## 課題 1
記録の先頭から「pixel 476 68」を含む行まで（両端を含む）を、「番号」と「内容」の2列からなるMarkdownの表に書き換えてください。空行は除いてください。

## 本文
....
都内某所で発生する猟奇殺人事件。根底には幼児虐待問題が横たわっている事が殺害現場から容易に想像できる。
犯人探しと虐待問題への取組みと、一粒で二度美味しい作品です。
容疑者が次から次へと現れ、事件の構図は最後まで分かりません、きっと。
でも、犯人の主張と言うか、目指す事は読んでいて直ぐに理解できます。密かに犯人にエールを送りながら読み進めるのではないでしょうか。
登場人物の過半は幼児虐待に無縁とは言えない設定。事件に対する態度・行動も千差万別です。だからこそ、物語に奥行きが生まれ、重厚な作品に仕上がってます。
登場人物の設定を背景に事件の構図に戻ると、複雑の一言。詳しく書きたいけど、ネタバレになるので控えます。途中に別件の事件が発生するが、それも上手く回収されます。兎に角、最後まで気を抜けない。それだけを伝えておきます。
近年問題視されるようになって久しい児童虐待、それをテーマにした刑事ものミステリーです。ものすごく重いテーマですが、それ引けを取らない文章の力強さ、構成の精緻さ、そして強烈なメッセージ性に圧倒されます。
そもそも児童虐待の問題は周囲が認知しながらも通報にまでなかなか至らないという課題があります。これは、躾との区別とか、いろいろなデリケートな要素を含みますが、それ以上にそれを直視したくない、なかったことにしたいという心理的な働きもあるように思われます。
この作品は違います。真正面からこの問題を見据え、表現します。それゆえ確かに、描写が生々しく、読み進めることをためらうようなパートもあります。だけれども、この作品を読むことで、僕たちはこの問題を認識しておいたほうがきっと良い、そんな気がしています。
序盤の一文ですが「子供の頃に愛を与えないと、愛を与える存在には決して成長しない」という言葉が、読み終わった後もずっしりと残っています。
児童虐待に焦点を当てたと言う、読むにも書くにも勇気の要る作品だろうと個人的には思います。
児童虐待に何を思うのかは大抵の人が共通する事ですが、果たして殺意までも共通出来るか否かと考えると……一気に難しくなりますね。
子供を守る為に外道に堕ちるか、法に則って回りくどい道を進むか。現代日本でも児童虐待に関する法には幾つか不備が見受けられるので、今後の改善を切に願う他ないのが現状ですしね。
声にならない悲鳴を上げる子供の苦痛、子供を失った親と子供を殺す親、そして彼等と関わり合った関係者。それらが複雑に絡み合い……その結末は是非、自分の目で読んで頂きたいです。
他の読者様がレビューでも触れている通り、プロ作家の方と遜色の無い完成度の文章で綴られる本格ミステリーです。
私がこの作品について特にお伝えしたいのは以下の2点。
まず物語の根底にあるテーマ「児童虐待」について、ぼかす事無く徹底的に描ききっている部分を賞賛したいです。メディアでは決して報道しないであろう事実、そして人知れず必ずどこかで行われている、目を背けたくなる凄惨な現場を詳細に書き表す事で、テーマに重みが加えられています。
....
## 提供記録
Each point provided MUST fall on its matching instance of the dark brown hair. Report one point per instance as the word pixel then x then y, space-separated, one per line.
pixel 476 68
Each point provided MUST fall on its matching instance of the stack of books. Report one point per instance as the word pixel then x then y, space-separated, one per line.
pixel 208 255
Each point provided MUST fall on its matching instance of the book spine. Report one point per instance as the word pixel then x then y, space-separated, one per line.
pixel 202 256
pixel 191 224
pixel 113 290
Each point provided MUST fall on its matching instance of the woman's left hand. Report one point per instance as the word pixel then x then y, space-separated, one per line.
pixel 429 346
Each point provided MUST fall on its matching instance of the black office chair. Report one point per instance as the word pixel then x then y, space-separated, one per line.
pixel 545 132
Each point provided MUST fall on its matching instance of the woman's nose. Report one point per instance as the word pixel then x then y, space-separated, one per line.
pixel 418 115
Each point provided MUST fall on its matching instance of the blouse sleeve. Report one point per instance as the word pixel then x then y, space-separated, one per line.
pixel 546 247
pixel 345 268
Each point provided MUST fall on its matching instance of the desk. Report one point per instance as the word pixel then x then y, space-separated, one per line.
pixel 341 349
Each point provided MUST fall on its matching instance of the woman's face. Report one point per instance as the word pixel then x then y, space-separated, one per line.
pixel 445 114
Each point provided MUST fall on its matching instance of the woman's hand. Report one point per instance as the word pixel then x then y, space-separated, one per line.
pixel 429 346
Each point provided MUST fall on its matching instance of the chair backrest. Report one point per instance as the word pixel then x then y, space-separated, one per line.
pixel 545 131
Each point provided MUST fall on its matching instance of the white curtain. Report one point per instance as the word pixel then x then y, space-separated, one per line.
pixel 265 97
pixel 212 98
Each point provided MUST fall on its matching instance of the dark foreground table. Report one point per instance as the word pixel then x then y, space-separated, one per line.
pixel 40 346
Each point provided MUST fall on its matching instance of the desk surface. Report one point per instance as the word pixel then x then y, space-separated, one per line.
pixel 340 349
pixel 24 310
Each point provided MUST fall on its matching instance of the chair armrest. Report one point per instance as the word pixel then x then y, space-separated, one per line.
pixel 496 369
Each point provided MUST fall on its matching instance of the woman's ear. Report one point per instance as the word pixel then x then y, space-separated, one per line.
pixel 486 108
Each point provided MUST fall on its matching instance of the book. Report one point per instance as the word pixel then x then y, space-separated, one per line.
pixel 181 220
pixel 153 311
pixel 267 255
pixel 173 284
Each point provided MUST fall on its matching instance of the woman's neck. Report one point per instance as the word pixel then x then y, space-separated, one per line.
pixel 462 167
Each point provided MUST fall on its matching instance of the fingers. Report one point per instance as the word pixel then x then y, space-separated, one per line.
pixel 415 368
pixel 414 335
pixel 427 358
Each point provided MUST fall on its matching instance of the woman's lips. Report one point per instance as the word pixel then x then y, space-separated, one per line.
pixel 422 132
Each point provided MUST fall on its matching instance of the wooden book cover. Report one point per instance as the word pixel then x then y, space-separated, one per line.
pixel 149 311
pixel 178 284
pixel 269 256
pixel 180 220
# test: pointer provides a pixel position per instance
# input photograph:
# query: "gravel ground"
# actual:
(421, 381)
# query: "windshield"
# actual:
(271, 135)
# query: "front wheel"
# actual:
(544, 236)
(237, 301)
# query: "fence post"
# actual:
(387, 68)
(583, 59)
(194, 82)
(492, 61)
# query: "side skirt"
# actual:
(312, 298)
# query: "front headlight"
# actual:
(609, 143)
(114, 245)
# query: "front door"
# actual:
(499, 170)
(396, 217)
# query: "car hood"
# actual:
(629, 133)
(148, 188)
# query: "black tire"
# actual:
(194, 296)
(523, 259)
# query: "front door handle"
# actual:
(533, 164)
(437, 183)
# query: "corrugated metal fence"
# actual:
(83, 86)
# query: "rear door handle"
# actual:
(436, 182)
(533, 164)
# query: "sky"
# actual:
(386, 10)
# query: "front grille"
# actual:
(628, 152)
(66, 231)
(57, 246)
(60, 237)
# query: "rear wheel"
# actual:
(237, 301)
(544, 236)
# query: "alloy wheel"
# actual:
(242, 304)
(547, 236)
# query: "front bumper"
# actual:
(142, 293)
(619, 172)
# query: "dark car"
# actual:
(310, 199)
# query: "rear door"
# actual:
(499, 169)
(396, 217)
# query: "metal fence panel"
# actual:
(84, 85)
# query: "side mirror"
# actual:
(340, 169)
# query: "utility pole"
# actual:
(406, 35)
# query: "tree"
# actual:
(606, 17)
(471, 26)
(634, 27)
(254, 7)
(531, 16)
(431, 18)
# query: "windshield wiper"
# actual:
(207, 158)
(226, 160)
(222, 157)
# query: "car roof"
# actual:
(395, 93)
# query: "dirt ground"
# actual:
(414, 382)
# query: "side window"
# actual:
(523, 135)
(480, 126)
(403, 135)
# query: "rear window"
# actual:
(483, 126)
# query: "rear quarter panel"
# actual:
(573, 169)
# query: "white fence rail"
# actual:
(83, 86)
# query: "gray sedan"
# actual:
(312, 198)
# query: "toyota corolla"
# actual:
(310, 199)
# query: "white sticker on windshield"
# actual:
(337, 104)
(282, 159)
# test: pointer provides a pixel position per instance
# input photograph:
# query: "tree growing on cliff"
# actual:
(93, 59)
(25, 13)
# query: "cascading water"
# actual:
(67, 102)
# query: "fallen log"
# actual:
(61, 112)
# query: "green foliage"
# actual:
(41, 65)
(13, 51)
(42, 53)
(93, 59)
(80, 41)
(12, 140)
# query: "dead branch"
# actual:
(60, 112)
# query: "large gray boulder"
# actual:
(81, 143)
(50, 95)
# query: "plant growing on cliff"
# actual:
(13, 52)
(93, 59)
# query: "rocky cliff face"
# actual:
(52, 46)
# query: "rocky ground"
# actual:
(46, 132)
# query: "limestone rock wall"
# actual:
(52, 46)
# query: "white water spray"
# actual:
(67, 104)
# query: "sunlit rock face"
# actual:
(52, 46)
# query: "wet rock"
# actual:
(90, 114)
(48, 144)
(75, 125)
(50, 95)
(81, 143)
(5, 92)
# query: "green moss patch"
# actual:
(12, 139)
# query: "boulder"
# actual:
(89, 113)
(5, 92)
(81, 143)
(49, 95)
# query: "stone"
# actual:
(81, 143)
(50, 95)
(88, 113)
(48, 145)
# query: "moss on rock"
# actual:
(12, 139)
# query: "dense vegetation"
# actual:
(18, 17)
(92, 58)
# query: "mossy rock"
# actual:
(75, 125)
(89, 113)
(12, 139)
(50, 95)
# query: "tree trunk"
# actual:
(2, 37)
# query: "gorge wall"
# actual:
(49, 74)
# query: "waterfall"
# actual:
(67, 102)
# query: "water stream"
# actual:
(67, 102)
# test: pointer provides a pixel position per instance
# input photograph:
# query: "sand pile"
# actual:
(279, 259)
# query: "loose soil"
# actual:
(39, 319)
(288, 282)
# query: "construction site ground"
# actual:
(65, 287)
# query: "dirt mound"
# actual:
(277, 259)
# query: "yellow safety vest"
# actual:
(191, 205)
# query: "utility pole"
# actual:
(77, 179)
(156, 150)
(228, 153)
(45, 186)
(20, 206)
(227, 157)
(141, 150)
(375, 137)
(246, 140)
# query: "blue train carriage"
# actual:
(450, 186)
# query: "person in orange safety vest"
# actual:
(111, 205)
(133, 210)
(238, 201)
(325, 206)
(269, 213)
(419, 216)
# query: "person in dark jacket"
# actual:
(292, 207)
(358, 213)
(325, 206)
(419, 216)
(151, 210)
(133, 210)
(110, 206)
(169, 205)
....
## 課題 2
本文の「登場人物の設定を背景に」で始まる段落を、主な内容を保ったまま箇条書きにするとどうなりますか？

## 解答 1
| 番号 | 内容 |
|---|---|
| 1 | Each point provided MUST fall on its matching instance of the dark brown hair. Report one point per instance as the word pixel then x then y, space-separated, one per line. |
| 2 | pixel 476 68 |

## 解答 2
- 登場人物の設定を踏まえて事件の構図に戻ると、非常に複雑である。
- ネタバレになるため、詳しくは書かずに控える。
- 途中で別件の事件が発生するが、それもうまく回収される。
- とにかく最後まで気を抜けない。